### Direction
Print every one of the entries below word for word, leaving the pictures out of your answer.

# START OF Records shown

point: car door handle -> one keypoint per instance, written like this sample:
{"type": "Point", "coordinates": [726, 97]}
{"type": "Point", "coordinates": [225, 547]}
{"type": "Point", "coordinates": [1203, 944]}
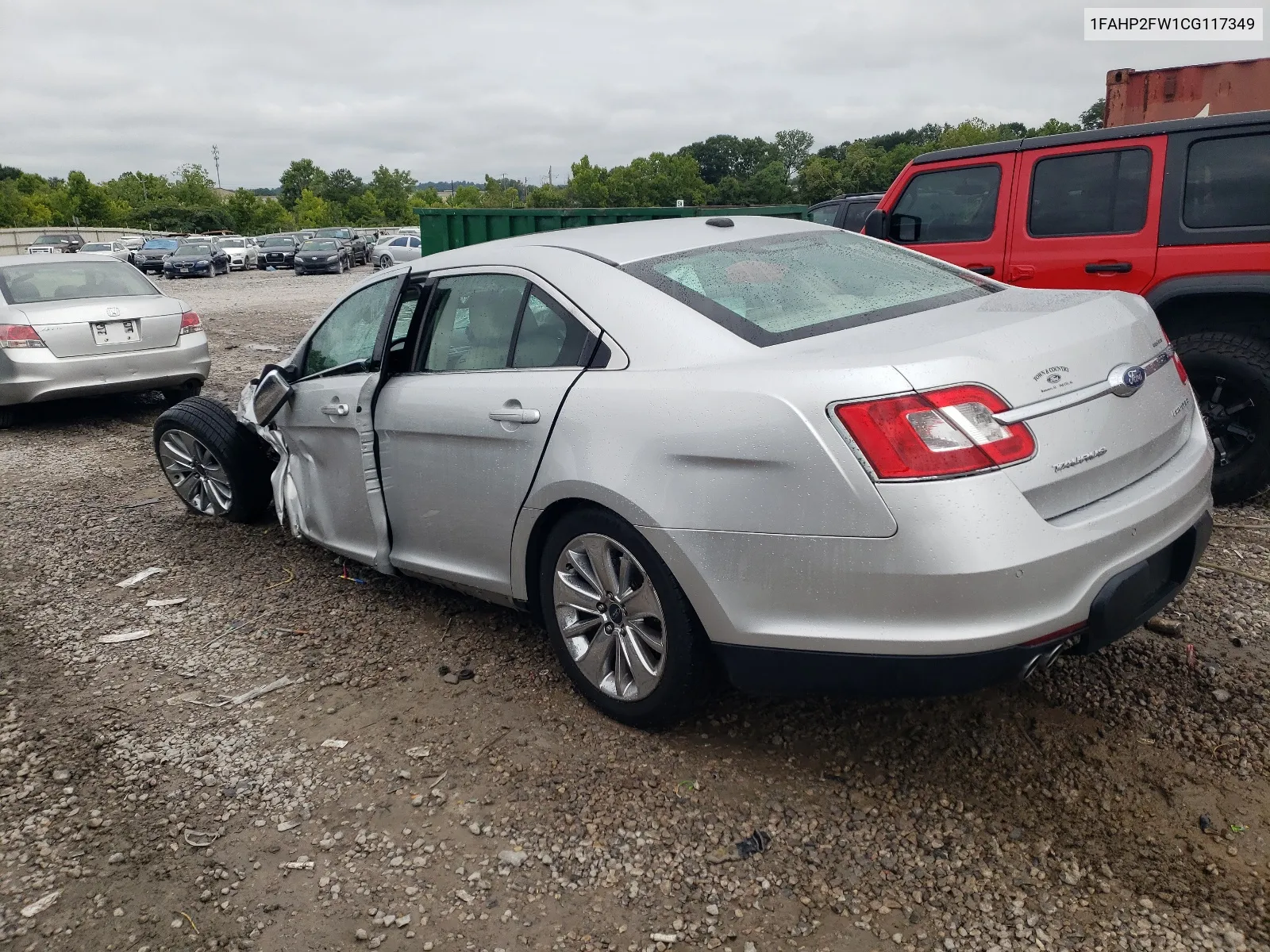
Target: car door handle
{"type": "Point", "coordinates": [516, 416]}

# END OF Records shown

### Exercise response
point: car door handle -> one keypoint per instance, written like this sample:
{"type": "Point", "coordinates": [726, 97]}
{"type": "Point", "coordinates": [225, 547]}
{"type": "Point", "coordinates": [1203, 944]}
Target: car door handle
{"type": "Point", "coordinates": [516, 416]}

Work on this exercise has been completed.